→ WHAT YOU WILL DO: Go through the data below. Pull out every line that has the word "sleeve".

Dataset entries

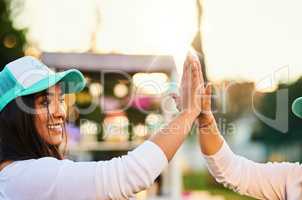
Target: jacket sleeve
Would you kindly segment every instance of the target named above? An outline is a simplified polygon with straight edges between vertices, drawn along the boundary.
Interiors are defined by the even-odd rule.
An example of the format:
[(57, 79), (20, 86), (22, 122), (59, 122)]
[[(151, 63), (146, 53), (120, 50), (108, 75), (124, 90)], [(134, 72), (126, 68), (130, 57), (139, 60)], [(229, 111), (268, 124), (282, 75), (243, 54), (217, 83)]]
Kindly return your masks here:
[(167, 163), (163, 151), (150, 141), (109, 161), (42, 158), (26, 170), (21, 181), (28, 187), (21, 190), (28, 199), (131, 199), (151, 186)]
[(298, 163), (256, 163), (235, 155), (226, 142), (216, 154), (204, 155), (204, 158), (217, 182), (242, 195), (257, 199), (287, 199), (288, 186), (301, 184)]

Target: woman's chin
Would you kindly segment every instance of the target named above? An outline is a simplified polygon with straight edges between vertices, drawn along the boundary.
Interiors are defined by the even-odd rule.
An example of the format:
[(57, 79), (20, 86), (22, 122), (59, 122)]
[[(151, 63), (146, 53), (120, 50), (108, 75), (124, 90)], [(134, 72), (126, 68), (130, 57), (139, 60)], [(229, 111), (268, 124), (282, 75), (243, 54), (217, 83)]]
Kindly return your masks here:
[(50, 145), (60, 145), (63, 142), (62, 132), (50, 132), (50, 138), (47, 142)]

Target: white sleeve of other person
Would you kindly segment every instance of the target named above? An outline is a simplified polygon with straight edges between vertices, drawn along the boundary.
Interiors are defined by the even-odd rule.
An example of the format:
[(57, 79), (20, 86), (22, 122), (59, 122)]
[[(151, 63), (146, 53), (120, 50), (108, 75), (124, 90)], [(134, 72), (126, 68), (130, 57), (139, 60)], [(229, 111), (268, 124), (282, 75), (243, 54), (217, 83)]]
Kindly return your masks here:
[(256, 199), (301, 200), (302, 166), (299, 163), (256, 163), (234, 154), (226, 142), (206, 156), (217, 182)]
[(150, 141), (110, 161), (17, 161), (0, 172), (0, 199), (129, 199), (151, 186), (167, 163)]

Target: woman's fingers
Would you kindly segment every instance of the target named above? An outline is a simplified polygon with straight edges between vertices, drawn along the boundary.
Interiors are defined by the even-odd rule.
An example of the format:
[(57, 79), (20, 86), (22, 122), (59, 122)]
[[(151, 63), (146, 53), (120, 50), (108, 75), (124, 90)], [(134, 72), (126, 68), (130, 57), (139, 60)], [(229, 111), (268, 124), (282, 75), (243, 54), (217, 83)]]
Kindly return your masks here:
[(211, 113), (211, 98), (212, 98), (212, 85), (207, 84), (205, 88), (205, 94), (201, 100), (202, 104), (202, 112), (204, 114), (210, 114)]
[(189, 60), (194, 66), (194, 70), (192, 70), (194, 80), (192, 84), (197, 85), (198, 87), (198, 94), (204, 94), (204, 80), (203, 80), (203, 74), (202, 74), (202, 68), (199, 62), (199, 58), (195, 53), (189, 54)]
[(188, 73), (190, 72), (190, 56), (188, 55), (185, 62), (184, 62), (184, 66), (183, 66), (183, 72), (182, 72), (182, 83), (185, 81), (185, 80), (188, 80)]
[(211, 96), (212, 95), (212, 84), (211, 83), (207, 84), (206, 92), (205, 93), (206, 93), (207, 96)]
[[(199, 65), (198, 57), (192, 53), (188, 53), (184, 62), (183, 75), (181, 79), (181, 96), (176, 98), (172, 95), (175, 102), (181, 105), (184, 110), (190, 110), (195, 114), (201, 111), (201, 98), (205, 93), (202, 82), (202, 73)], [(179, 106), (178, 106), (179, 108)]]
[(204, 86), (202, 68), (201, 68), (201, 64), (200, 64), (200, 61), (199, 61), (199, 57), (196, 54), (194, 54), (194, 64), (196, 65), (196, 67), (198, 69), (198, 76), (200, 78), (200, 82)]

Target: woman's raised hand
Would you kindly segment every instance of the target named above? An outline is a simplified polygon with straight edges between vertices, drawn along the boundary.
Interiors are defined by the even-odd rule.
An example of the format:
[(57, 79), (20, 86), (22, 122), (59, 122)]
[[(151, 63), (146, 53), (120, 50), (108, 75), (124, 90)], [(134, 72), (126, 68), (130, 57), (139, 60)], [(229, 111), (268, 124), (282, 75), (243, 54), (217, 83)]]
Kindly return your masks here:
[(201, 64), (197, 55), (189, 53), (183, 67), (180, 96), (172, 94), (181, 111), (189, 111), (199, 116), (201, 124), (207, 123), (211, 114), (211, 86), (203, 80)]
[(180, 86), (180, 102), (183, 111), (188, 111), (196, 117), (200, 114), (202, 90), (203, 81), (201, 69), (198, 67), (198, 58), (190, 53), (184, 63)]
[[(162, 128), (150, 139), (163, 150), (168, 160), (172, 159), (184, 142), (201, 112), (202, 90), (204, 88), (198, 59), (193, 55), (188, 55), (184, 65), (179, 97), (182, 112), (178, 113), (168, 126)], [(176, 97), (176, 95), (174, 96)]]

→ EXPECTED ANSWER:
Target: jacket sleeve
Target: white sleeve of other person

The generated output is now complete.